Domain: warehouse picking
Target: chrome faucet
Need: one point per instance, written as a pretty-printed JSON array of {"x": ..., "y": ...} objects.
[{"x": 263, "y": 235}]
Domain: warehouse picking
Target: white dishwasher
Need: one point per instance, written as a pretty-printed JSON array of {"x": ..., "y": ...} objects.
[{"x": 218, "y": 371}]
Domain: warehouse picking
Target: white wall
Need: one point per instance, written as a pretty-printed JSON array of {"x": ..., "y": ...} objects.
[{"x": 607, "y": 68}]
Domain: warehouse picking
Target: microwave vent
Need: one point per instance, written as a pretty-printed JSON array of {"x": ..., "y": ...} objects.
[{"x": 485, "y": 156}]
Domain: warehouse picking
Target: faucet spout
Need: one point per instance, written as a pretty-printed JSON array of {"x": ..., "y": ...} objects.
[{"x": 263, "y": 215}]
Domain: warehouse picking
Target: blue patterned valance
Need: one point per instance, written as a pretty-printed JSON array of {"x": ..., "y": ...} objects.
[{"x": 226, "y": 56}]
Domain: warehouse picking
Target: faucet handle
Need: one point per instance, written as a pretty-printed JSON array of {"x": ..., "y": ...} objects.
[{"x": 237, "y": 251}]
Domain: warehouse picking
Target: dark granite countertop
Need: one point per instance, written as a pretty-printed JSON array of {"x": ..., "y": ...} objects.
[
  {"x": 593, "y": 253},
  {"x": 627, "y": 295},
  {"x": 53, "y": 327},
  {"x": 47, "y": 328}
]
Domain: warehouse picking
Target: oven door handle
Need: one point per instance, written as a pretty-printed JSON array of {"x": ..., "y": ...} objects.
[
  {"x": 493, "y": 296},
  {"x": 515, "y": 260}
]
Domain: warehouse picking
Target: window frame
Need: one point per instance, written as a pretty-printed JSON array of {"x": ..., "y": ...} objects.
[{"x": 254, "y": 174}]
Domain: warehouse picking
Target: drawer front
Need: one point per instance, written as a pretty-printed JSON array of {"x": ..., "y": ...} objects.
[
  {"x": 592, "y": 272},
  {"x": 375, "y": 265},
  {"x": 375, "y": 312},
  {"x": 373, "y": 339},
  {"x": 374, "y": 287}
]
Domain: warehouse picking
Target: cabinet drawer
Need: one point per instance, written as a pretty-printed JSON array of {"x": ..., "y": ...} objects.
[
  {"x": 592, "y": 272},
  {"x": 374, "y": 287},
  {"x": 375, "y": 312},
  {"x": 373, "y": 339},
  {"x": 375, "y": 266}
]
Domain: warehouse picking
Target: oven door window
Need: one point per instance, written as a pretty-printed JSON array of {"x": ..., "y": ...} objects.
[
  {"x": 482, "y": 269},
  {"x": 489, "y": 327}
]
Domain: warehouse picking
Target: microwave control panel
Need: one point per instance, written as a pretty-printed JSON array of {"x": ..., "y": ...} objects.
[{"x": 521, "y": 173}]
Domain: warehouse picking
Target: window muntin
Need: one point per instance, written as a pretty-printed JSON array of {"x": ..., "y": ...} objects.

> **Written problem**: Extract every line of the material above that contains the string "handle", matching case exactly.

> **Written solution**:
Target: faucet handle
Target: oven door handle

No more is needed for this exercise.